What the exercise asks | Format the lines of the listing from the line with "Visual grounding module — locates where the vaulted" to the line with "504 83 617 356", both included, as a Markdown table with the columns Row and Listing line, leaving out any blank lines.

Raw data |
= = =
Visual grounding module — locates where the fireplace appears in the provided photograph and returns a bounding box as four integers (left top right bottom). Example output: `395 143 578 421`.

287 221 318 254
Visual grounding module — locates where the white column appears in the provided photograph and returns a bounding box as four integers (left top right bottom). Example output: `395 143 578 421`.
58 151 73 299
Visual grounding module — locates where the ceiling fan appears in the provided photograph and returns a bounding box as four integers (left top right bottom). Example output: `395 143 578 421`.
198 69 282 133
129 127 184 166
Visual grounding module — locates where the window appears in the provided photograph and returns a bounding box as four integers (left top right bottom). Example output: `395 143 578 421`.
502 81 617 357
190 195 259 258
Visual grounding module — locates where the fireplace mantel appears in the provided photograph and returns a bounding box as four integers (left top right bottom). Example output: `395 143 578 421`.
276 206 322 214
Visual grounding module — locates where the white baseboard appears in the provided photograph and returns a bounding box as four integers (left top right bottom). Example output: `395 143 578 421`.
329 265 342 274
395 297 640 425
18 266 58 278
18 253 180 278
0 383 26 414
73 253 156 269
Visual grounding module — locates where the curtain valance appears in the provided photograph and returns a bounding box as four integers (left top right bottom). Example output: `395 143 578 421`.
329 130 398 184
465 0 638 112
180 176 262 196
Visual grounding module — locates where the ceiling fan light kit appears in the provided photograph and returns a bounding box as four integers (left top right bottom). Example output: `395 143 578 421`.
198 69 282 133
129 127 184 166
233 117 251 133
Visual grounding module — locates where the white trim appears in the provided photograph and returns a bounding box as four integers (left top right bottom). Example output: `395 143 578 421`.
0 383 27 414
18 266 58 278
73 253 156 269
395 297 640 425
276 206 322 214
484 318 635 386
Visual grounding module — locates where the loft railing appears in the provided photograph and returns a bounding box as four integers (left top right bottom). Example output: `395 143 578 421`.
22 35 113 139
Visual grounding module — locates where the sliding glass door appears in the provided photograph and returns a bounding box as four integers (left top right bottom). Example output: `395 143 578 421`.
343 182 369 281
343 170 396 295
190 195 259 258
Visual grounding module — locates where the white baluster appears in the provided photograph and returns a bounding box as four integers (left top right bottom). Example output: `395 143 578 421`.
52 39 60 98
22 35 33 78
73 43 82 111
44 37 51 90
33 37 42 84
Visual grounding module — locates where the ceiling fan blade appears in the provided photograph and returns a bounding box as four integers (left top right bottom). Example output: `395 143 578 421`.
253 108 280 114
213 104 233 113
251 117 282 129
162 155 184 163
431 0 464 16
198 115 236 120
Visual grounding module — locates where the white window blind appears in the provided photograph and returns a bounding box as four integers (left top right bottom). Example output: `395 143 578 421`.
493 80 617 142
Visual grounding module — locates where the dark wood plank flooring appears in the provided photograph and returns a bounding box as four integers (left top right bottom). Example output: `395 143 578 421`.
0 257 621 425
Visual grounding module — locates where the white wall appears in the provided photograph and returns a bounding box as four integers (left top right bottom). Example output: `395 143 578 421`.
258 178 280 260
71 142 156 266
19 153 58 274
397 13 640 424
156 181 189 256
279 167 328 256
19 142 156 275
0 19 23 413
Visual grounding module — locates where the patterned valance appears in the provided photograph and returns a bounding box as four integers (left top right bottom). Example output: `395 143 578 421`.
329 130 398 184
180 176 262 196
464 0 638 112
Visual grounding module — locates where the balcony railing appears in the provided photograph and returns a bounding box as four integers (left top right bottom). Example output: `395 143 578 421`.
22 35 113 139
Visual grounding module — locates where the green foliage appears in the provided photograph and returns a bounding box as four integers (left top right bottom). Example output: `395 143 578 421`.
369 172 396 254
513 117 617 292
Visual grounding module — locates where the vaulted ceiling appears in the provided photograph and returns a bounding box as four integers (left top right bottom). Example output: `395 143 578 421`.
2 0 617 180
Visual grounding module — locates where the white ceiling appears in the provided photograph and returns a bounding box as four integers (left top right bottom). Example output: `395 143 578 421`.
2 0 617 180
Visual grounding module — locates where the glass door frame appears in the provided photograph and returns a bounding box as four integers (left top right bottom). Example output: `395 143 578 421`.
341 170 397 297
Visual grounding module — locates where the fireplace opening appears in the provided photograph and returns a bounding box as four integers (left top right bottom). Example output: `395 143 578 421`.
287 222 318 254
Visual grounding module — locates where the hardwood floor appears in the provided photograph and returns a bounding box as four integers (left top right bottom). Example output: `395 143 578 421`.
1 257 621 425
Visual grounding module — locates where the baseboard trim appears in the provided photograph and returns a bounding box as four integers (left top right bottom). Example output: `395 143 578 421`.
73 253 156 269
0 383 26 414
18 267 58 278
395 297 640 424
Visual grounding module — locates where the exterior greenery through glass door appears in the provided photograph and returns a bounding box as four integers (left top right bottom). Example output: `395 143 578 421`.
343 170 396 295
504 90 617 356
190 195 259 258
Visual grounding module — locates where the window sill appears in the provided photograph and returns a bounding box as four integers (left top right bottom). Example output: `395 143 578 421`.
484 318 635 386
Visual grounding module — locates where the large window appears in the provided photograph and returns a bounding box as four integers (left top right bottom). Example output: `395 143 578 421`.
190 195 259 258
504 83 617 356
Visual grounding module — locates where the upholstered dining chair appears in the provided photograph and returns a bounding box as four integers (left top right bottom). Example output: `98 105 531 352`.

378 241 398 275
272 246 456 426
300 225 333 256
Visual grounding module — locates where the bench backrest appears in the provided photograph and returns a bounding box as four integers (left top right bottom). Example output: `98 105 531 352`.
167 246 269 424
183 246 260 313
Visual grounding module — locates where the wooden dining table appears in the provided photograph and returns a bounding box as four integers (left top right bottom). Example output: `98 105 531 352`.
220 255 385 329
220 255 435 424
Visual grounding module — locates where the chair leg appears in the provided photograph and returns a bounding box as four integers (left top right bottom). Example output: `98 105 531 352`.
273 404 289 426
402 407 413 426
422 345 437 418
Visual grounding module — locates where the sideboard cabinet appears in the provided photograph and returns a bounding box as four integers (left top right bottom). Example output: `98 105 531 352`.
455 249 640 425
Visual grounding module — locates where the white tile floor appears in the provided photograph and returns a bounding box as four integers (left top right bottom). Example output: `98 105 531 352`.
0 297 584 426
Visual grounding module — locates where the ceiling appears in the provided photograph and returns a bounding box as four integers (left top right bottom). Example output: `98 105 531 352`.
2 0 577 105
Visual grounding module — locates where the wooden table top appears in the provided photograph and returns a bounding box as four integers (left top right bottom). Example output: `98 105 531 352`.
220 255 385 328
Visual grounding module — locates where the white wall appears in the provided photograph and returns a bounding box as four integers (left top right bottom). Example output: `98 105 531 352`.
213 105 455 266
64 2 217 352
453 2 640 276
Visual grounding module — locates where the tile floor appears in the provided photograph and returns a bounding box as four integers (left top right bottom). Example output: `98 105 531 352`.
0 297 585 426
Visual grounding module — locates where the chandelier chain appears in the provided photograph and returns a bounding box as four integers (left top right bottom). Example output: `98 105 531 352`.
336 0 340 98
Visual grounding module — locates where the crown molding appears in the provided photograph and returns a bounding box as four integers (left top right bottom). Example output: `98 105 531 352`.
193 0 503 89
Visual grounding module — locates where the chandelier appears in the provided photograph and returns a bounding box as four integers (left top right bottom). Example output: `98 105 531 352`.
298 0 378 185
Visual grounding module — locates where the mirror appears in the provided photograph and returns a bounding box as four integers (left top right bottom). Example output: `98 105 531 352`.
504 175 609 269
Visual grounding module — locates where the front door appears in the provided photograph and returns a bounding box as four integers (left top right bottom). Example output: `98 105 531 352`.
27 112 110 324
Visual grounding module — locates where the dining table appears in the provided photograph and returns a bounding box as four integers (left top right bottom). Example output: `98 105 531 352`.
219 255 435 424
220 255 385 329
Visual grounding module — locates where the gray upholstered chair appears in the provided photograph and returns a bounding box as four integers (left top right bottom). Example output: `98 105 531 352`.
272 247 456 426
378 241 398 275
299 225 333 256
= = =
Final result |
| Row | Listing line |
|---|---|
| 1 | Visual grounding module — locates where the vaulted ceiling appears in the provided photograph and returns a bounding box as four integers (left top right bottom). Example output: `395 143 578 421`. |
| 2 | 2 0 617 180 |
| 3 | Visual grounding module — locates where the white ceiling appears in the provided photograph and returns a bounding box as four integers (left top right bottom). Example output: `395 143 578 421`. |
| 4 | 2 0 617 180 |
| 5 | Visual grounding module — locates where the glass door frame appears in the provided photograph and returns a bounding box as four integers (left top right bottom). Example output: `395 143 578 421`. |
| 6 | 341 170 397 297 |
| 7 | Visual grounding module — locates where the fireplace opening appears in the provided photograph and returns a bounding box as four integers (left top right bottom). Example output: `395 143 578 421`. |
| 8 | 287 222 318 254 |
| 9 | Visual grounding module — locates where the hardwood floor appears in the provided photograph and returns a bounding box as four integers (left top right bottom). Example output: `395 143 578 421`. |
| 10 | 1 257 621 425 |
| 11 | Visual grounding module — locates where the baseboard trim appears in the provided photograph and returns a bounding box as four integers (left top right bottom). Example output: `395 143 578 421`. |
| 12 | 73 253 156 269 |
| 13 | 0 383 26 414 |
| 14 | 18 267 58 278 |
| 15 | 395 297 640 424 |
| 16 | Visual grounding module — locates where the exterior greenery through glass door appears in the provided photograph and returns a bounding box as four integers (left top right bottom). Example output: `395 143 578 421`. |
| 17 | 343 170 396 295 |
| 18 | 504 90 617 356 |
| 19 | 190 195 259 258 |
| 20 | Visual grounding module — locates where the window sill appears in the provided photograph and returns a bounding box as four integers (left top right bottom). Example output: `395 143 578 421`. |
| 21 | 484 318 635 386 |
| 22 | Visual grounding module — locates where the large window appears in the provided photograph and returns a bounding box as four integers (left top right bottom). Example output: `395 143 578 421`. |
| 23 | 190 195 259 258 |
| 24 | 504 83 617 356 |